**Tasks and exercises:**
a: Transcribe the passage of the essay on American consumption from "Our resident eco-radical" to "on our knees.".
b: Extend the essay on American consumption with the next part, starting after its last sentence.

**Page excerpt:**
=======

Our resident eco-radical would like to stop, but he just can't ...

"C" is for consume

by Bob Nanninga
hat does your average American have in common with alcoholics, drug addicts, overweight people, and the federal treasury? Over consumption. According to Webster's New World Dictionary, CONSUME is to destroy, to use up, to waste away, to eat or drink up.
The other day I was riding shotgun, as my companion burned fossil fuel, and we were confronted by some bumper sticker philosophy that was both surprisingly insightful and equally sad. Three words said it all, "BORN TO SHOP." Have we as a species been reduced to that? I'm sure you have seen variations on the theme: "I'D RATHER BE SHOPPING," "WHEN THE GOING GETS TOUGH, THE TOUGH GO SHOPPING," and the prophetic, "SHOP TILL YOU DROP." Well ladies and gentlemen, it seems we're on our knees.
Here in America we are born to shop, the consumption-oriented status quo will have it no other way. From the moment a child is born in America, he or she is a consumer. Contrary to the popular belief, man was not born in sin, he was born in debt.
The cycle starts shortly after a baby takes it's first breath, when a nurse slaps a disposable diaper an infant. Somewhere on Madison Avenue is someone whose sole job is to convince new parents that their child cannot leave the hospital without being dressed in a stylish ensemble, complete with matching hat and booties. Then there is the person who is trying to sell a vast array of stuff to wipe on the baby's butt. Next we have a whole industry based on convincing mothers they should bottle feed their hungry child milk from an entirely different species. Why? Because there is no way to market moth-er's milk.
As a child grows, he is inundated with toys. My question is: how did humans survive without Fisher Price? Why, exactly, have we replaced love with things? Society has convinced us all that more is better, and to be "better" we must constantly buy and consume more. Consumption is equated with quality of life. Television bombards the populace with images that promote feelings of inadequacy if you're not purchasing the newest high-tech gadget, wearing the latest fashion or driving the best car. We have products for every occasion from womb to tomb.

=======

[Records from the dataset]

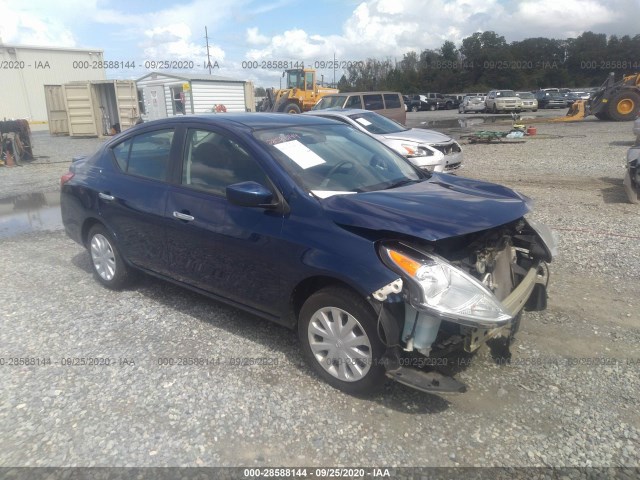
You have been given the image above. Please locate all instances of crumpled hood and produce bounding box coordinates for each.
[321,173,529,241]
[383,128,453,144]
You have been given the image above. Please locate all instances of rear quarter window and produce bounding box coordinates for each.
[384,93,402,108]
[362,94,384,110]
[344,95,362,108]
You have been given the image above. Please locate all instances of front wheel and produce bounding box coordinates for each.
[87,225,133,290]
[298,287,385,395]
[609,90,640,122]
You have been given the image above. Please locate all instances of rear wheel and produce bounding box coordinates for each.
[607,91,640,122]
[87,225,133,290]
[284,102,300,113]
[298,287,385,394]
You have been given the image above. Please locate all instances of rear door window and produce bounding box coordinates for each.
[112,129,174,181]
[182,129,270,196]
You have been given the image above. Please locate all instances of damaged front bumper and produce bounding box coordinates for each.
[372,221,557,393]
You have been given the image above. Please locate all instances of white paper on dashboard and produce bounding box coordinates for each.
[274,140,326,170]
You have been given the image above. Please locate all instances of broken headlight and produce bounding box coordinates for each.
[380,245,512,325]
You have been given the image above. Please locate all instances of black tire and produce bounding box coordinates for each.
[607,90,640,122]
[284,102,300,113]
[87,224,133,290]
[298,287,385,395]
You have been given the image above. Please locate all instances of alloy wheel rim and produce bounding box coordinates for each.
[307,307,372,382]
[91,233,116,281]
[618,98,635,115]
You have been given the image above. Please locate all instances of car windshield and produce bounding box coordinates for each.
[254,125,428,198]
[311,95,347,110]
[349,112,409,135]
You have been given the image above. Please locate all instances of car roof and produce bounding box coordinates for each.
[133,112,333,130]
[304,108,370,117]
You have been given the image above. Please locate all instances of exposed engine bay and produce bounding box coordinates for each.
[373,218,555,392]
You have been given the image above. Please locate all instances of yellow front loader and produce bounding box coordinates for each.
[258,69,339,113]
[553,72,640,122]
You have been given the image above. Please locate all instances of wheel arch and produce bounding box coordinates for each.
[288,275,376,330]
[80,217,111,247]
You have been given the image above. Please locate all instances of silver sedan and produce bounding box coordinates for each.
[304,109,463,172]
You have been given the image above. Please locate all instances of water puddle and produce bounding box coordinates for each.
[0,191,64,238]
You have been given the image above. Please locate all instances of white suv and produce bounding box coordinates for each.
[485,90,522,113]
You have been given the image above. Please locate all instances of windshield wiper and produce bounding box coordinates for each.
[385,178,422,190]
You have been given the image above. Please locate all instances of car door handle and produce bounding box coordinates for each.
[173,212,196,222]
[98,192,116,202]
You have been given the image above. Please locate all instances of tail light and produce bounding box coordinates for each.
[60,172,75,186]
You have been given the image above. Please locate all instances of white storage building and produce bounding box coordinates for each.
[136,72,255,120]
[0,43,106,122]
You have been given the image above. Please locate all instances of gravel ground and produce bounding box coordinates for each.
[0,112,640,478]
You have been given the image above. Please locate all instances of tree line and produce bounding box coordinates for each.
[337,31,640,94]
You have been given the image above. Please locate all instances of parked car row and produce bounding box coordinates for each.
[403,93,461,112]
[403,88,589,113]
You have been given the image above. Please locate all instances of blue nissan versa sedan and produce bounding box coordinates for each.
[61,113,555,394]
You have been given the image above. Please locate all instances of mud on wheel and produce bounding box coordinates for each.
[298,287,385,395]
[87,225,133,290]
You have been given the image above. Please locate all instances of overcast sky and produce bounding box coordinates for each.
[0,0,640,86]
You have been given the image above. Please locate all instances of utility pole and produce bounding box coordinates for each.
[333,51,336,88]
[204,25,211,75]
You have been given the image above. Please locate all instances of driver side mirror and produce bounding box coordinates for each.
[226,182,278,208]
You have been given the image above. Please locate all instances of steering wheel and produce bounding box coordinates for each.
[320,160,354,188]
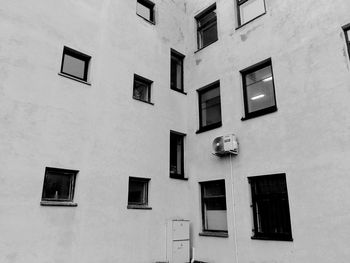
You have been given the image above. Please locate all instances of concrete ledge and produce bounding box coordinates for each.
[40,201,78,207]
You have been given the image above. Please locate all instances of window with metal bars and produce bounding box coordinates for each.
[195,4,218,49]
[248,174,293,241]
[237,0,266,26]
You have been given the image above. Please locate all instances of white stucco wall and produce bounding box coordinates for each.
[0,0,350,263]
[187,0,350,263]
[0,0,190,263]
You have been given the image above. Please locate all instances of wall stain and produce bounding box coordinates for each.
[162,37,170,43]
[6,252,17,263]
[240,35,248,41]
[240,25,261,41]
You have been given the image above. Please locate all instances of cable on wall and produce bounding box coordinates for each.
[230,154,238,263]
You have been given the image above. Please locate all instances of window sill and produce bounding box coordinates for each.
[169,174,188,181]
[132,97,154,105]
[58,72,91,86]
[251,236,293,241]
[241,107,277,121]
[194,39,219,54]
[236,12,266,30]
[199,231,228,238]
[127,205,152,210]
[40,201,78,207]
[196,122,222,134]
[170,88,187,95]
[136,13,156,25]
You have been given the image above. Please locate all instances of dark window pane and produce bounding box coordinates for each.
[136,0,154,22]
[134,81,148,101]
[204,181,225,197]
[198,10,216,27]
[239,0,265,24]
[133,75,151,102]
[62,54,86,79]
[200,88,221,127]
[250,174,291,239]
[201,180,227,231]
[196,6,218,48]
[136,2,152,21]
[242,61,277,116]
[128,178,148,205]
[171,55,183,90]
[170,133,183,175]
[201,24,218,47]
[42,168,76,201]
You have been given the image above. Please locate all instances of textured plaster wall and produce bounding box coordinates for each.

=======

**Answers provided:**
a:
Our resident eco-radical would like to stop, but he just can't ...

"C" is for consume

by Bob Nanninga
hat does your average American have in common with alcoholics, drug addicts, overweight people, and the federal treasury? Over consumption. According to Webster's New World Dictionary, CONSUME is to destroy, to use up, to waste away, to eat or drink up.
The other day I was riding shotgun, as my companion burned fossil fuel, and we were confronted by some bumper sticker philosophy that was both surprisingly insightful and equally sad. Three words said it all, "BORN TO SHOP." Have we as a species been reduced to that? I'm sure you have seen variations on the theme: "I'D RATHER BE SHOPPING," "WHEN THE GOING GETS TOUGH, THE TOUGH GO SHOPPING," and the prophetic, "SHOP TILL YOU DROP." Well ladies and gentlemen, it seems we're on our knees.

b:
But to afford all these consumer goods like cappucino machines, electric breadmakers, Malibu Barbie, and Air Jordons, parents must work long hours away from their children. Excuse me, but how does that promote quality of life? A plastic toy derived from non-renewable resources is no substitute for quality time. What kind of message are we sending to our children? "Sorry son, daddy doesn't have time right now. I have to go to work, so I can buy you all those nice things you enjoy."
Now I'm quite aware that most people feel that life as we know it depends on our collective consumptive practices. Industry gives people something to do, and to keep industry viable, people must keep buying all the stuff that these industries continue to crank out. It seems like Catch-22. Work to live, live to work. Keeping up with the Jones can kill you, not to mention the planet that has to provide for the Jones, the Nguyens, and the Ortegas.
Next time you're out shopping, and you have an uncontrollable urge to buy a kitchen gadget that you can no longer live without, ask yourself, "do I really need this?" I mean really need. The answer should be no. Remember, Homo Sapiens evolved without the benefit of Ginzu knives and Salad Shooters.
Tonight when you're watching television, count the number of times they advertise the totally unnecessary. No matter how they try to disguise it, it's still an over-priced hamburger. In my lifetime, Certs breath mints have been "New and Improved" 25 times. What exactly are flavor crystals, anyway? Can somebody please tell me, just exactly how many brands of toothpaste does this planet need? And would someone please tell me why it is illegal for corporations to dump toxins into rivers, yet it is OK for consumers to pour tons of chemicals like Drano and Clorox down the drain everyday.
We live as if our actions and consumption habits don't matter. This must change, and I am just as guilty as the next guy. I use the word guilty because what we are doing to the planet, and the other life forms that share it with us, is a crime. As long as we accept the overindulgence of our culture, we are agreeing to the wholesale destruction of the environment. If someone knows of a 12-step program, like C.A. (consumers anonymous) please let me know. This is one addiction I can't buy my way out of.

Robert Nanninga is an independent video producer and an active member of the Green and environmental community.